Count the lines in the entries below that contain the word "house". Reply with the number alone.
+++
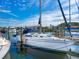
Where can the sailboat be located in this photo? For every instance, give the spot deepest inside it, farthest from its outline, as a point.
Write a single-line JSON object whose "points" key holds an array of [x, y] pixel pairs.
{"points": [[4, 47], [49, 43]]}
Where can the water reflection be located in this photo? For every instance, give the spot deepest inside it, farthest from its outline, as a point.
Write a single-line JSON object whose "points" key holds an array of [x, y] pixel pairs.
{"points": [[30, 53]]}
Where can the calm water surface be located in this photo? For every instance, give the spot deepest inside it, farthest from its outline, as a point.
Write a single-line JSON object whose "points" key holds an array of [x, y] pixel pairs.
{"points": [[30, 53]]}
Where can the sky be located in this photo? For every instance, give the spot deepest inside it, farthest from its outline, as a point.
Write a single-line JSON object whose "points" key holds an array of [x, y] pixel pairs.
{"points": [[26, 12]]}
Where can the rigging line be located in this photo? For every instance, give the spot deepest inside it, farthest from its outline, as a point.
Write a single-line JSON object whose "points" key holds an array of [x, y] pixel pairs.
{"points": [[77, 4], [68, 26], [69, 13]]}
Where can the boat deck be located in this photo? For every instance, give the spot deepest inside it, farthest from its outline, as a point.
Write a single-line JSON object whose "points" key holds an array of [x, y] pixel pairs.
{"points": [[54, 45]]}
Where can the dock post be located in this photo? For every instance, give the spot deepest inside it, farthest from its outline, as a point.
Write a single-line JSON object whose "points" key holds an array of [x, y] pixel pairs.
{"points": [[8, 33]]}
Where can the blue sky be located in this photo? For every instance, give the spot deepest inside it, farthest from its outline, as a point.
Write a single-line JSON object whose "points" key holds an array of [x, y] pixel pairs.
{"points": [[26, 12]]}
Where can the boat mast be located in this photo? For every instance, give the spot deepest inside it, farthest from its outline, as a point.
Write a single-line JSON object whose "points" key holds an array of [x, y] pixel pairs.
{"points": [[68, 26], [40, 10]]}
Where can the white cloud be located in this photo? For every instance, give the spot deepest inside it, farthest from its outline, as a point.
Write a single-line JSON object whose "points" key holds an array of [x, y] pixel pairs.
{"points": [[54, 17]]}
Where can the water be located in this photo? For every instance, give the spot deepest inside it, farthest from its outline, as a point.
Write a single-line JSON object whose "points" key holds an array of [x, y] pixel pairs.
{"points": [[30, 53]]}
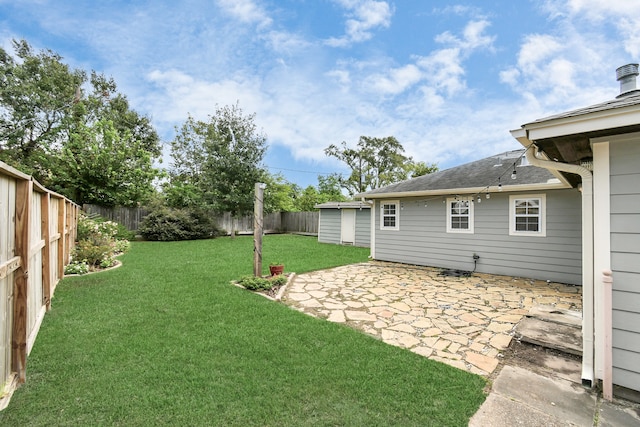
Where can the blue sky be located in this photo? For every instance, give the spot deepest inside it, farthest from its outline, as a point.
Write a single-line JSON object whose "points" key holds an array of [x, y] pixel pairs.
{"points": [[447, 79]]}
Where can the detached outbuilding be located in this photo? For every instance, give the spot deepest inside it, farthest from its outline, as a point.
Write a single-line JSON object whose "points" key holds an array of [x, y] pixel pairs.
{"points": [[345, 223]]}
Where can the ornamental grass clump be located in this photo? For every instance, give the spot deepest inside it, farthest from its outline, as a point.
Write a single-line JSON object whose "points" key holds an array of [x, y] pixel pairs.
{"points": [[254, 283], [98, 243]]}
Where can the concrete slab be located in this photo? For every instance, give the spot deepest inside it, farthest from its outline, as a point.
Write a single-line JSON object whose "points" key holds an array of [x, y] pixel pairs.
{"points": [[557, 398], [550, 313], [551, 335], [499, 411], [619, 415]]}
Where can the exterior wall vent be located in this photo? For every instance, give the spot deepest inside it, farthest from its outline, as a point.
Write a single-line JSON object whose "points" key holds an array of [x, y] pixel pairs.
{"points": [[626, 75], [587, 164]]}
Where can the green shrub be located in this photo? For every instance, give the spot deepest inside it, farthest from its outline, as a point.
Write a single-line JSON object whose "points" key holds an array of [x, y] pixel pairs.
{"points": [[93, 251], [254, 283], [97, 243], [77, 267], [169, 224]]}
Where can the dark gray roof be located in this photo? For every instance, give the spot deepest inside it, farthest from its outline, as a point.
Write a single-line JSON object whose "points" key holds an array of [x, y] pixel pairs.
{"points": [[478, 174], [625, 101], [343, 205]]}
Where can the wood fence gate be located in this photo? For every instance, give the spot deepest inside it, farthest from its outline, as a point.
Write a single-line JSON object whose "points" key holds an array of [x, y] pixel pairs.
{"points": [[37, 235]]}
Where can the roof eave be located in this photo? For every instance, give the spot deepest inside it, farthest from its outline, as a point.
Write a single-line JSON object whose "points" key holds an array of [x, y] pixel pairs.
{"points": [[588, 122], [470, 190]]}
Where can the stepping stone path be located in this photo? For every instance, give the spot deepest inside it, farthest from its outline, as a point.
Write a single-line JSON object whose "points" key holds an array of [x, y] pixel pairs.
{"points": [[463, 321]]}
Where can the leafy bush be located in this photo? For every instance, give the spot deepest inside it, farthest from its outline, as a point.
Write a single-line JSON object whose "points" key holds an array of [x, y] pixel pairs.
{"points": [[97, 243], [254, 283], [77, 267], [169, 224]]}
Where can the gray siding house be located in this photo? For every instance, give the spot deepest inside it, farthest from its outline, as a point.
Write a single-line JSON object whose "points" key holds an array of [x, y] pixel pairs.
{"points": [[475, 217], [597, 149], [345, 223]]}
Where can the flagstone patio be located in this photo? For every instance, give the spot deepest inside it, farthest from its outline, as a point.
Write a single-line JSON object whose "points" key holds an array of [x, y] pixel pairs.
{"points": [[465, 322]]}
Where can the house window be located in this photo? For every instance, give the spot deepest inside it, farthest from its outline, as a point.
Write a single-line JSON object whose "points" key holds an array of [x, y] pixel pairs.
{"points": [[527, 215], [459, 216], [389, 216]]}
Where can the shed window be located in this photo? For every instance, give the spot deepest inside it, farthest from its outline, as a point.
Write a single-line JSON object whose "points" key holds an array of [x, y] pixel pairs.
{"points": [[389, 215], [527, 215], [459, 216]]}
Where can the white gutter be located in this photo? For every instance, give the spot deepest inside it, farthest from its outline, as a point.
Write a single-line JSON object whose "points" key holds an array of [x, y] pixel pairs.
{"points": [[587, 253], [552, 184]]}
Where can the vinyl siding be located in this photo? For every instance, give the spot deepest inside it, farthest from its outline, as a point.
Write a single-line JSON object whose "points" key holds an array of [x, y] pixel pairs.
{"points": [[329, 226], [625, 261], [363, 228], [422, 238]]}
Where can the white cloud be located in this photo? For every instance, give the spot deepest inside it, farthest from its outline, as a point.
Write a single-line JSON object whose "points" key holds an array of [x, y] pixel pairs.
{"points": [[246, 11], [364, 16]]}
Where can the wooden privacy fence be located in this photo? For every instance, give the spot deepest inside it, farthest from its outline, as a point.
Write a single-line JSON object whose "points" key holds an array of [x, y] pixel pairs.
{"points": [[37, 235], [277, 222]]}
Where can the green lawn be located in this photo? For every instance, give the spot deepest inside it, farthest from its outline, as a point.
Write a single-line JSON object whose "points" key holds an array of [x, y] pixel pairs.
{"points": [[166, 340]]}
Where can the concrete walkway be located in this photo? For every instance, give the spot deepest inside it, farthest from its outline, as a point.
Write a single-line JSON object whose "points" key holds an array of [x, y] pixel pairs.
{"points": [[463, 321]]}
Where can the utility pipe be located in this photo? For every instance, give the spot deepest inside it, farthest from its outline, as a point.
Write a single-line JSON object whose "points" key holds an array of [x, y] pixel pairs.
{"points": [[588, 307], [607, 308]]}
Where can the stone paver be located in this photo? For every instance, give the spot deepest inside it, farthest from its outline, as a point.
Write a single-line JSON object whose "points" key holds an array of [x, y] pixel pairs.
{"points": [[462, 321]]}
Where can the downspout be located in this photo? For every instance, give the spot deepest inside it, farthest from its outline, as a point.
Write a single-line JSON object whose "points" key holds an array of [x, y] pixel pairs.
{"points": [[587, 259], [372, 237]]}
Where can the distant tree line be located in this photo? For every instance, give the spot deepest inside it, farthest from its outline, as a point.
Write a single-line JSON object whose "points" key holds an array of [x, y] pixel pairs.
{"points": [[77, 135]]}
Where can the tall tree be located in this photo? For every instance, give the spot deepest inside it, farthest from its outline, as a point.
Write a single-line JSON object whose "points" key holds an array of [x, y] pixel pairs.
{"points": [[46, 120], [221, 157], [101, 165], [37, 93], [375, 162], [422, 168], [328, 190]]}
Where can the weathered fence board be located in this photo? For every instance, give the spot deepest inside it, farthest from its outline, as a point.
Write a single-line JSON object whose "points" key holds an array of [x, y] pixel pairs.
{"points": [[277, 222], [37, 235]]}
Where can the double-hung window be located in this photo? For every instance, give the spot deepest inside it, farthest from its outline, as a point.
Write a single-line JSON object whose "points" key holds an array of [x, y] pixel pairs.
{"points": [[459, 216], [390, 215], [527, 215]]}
+++
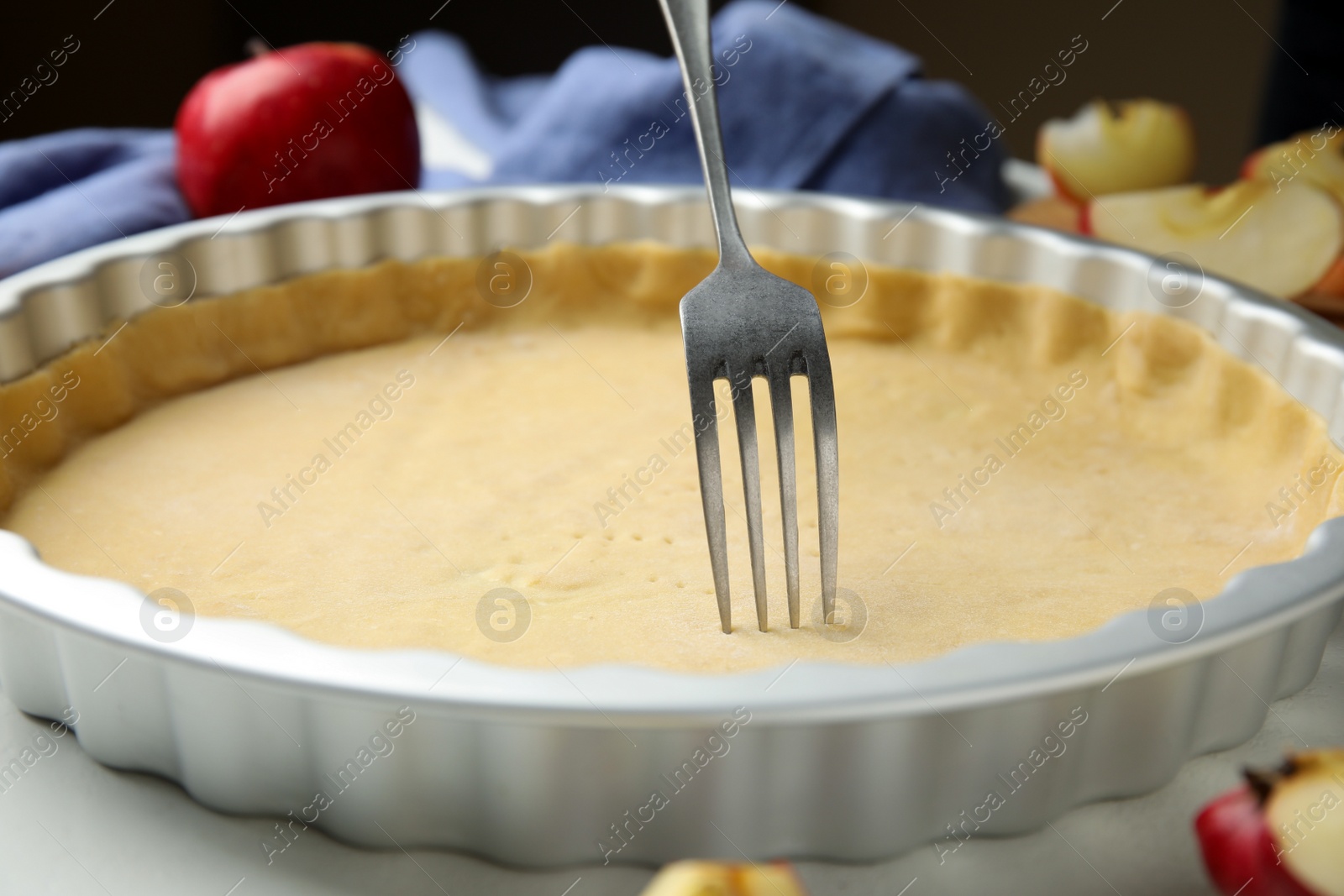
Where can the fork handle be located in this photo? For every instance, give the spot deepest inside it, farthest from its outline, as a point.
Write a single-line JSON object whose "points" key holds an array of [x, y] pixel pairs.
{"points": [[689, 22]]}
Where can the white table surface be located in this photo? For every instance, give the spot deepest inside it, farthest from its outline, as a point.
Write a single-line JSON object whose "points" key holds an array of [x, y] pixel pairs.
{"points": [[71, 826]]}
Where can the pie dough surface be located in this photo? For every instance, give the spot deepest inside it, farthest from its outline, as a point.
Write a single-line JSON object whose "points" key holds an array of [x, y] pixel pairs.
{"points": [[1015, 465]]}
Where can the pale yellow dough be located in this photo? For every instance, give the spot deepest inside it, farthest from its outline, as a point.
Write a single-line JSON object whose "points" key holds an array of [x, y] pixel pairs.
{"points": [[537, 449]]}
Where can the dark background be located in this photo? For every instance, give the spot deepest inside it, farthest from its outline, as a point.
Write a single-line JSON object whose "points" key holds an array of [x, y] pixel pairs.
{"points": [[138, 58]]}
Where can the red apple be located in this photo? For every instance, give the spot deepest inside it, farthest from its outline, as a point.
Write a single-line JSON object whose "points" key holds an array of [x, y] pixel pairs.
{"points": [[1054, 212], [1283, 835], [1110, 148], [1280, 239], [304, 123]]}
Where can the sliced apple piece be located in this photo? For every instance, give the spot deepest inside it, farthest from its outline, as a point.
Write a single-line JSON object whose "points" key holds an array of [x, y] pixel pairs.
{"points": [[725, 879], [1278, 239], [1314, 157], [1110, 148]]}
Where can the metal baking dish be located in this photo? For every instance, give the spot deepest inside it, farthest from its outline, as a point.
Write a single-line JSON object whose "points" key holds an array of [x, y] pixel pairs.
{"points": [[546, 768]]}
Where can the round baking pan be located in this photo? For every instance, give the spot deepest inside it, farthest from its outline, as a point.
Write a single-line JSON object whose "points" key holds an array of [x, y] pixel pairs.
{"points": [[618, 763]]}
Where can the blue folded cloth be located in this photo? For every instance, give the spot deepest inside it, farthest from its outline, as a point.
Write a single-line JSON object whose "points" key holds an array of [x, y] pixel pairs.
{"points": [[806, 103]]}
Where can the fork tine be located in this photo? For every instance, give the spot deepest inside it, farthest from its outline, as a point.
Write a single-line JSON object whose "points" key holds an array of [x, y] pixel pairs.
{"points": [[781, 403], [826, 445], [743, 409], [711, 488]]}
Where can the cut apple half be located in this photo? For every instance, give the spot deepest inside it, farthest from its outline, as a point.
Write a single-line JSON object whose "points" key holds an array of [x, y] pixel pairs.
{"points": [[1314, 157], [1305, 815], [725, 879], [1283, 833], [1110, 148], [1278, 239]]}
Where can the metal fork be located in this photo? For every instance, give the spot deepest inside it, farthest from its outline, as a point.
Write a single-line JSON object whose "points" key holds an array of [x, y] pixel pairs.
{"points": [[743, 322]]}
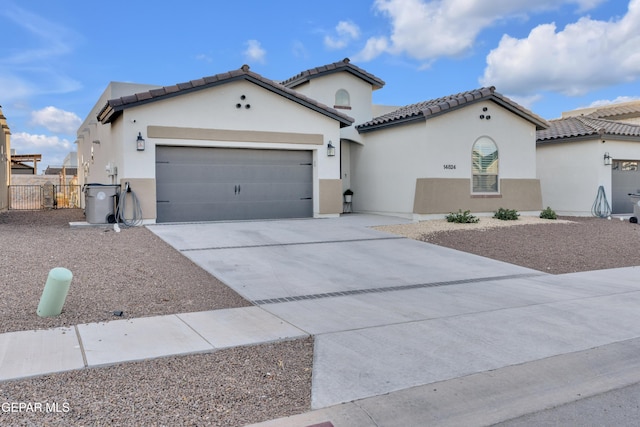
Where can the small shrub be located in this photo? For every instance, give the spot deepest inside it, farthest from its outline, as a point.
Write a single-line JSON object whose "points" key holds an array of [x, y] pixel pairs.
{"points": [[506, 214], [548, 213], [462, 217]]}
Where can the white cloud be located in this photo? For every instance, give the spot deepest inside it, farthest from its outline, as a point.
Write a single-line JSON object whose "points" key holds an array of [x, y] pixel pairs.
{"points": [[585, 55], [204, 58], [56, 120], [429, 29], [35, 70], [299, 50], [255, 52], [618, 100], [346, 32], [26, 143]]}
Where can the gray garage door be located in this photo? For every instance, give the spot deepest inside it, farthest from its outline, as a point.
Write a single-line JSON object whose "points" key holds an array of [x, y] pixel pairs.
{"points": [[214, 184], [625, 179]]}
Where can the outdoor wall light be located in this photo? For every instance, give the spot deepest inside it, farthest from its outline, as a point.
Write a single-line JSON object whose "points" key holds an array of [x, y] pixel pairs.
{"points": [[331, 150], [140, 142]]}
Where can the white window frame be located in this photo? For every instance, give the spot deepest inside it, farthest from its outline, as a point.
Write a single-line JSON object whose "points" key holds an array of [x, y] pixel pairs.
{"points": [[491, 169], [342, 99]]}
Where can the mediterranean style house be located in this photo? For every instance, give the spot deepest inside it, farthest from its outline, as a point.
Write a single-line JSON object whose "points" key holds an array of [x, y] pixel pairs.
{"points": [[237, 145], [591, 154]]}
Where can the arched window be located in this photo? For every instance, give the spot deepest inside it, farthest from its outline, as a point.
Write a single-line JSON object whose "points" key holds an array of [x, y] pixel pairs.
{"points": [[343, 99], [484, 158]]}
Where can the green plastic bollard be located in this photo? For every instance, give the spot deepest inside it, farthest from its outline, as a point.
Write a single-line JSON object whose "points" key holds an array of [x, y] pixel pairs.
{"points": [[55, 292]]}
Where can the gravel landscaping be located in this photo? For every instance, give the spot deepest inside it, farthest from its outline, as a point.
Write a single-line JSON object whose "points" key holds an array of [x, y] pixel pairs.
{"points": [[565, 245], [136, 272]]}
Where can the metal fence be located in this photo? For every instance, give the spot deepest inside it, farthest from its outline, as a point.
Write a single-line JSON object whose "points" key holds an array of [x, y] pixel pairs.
+++
**Exercise solution**: 3